REQUIRED WORK:
Copy out every one of the items below word for word.

RECORDS SHOWN:
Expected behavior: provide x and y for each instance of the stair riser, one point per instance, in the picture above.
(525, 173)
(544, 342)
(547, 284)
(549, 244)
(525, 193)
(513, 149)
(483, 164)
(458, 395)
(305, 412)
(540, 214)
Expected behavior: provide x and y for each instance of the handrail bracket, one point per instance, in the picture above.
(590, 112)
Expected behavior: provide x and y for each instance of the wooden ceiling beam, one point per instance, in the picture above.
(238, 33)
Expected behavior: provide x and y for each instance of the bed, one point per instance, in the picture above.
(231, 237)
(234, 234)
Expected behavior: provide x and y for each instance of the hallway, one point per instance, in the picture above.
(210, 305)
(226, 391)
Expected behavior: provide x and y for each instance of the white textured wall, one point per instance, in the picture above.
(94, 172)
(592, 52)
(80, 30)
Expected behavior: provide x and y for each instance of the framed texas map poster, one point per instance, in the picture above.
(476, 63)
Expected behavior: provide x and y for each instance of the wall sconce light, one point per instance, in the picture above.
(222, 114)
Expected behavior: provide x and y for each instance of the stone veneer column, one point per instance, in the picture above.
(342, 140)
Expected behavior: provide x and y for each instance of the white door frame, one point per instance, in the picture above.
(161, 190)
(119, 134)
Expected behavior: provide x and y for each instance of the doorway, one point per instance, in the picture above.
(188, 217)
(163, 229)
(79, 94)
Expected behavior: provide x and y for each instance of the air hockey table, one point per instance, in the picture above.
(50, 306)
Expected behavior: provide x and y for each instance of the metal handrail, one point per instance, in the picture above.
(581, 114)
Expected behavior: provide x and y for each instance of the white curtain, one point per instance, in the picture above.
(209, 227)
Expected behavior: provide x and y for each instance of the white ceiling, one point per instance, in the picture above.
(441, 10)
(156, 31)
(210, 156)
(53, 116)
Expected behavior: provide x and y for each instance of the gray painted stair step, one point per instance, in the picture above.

TASK RESPONSE:
Expected behavior: provide x and y for each instance of the stair riser, one point per instance, in the picture above.
(525, 173)
(544, 342)
(547, 284)
(549, 244)
(525, 193)
(513, 149)
(483, 164)
(458, 395)
(305, 412)
(540, 214)
Expected behavior: provide x and y for each instance of the handrail bracket, one point per instance, in the picture above.
(590, 112)
Expected behavior: provide x and y for each instance of the wooden ceiling beam, one point per instance, in the picture above.
(238, 33)
Expected behavior: provide x and y for each instance of the bed, one point per instance, in the picture above.
(231, 237)
(234, 234)
Expected behavior: provide x and y for each instance of the hallway, one point per instance, in the picture above.
(210, 305)
(226, 391)
Expected behavior: provide x and y for each instance of the white textured wall, one point per instance, in the picture above.
(94, 172)
(592, 52)
(80, 30)
Expected behavior: provide x and y for each instance of the framed texas map poster, one point per instance, in the picture above.
(476, 63)
Expected behavior: provide x and y for each instance of the wall sconce light, one point per instance, in the picture above.
(222, 114)
Expected behavior: provide x and y for each instance of the stone veneer column, one point per instance, in the picture above.
(342, 140)
Expected behavior: provide x and y for each instance of the white door frame, one point per instance, in the picture above.
(161, 190)
(119, 134)
Expected behavior: provide x and y for each instance of the doorway, one point per instance, in the picture above.
(188, 217)
(163, 229)
(79, 94)
Expected behavior: provide x and y for each instance of the air hockey table, one point per instance, in the picture above.
(50, 306)
Expected behavior: provide x and y for each instance of the metal handrail, one point per instance, in the picture above.
(581, 114)
Expected behavior: provide x and y for each instance of the white curtain, one point per instance, in the picture above.
(209, 227)
Expected behavior: provide x and y for each instance of the white ceiling, one point per instance, in the picture above.
(441, 10)
(156, 31)
(210, 156)
(53, 116)
Expected behavior: provide x and y for each instance of the gray painted stair step, one point per instance, in the picture above.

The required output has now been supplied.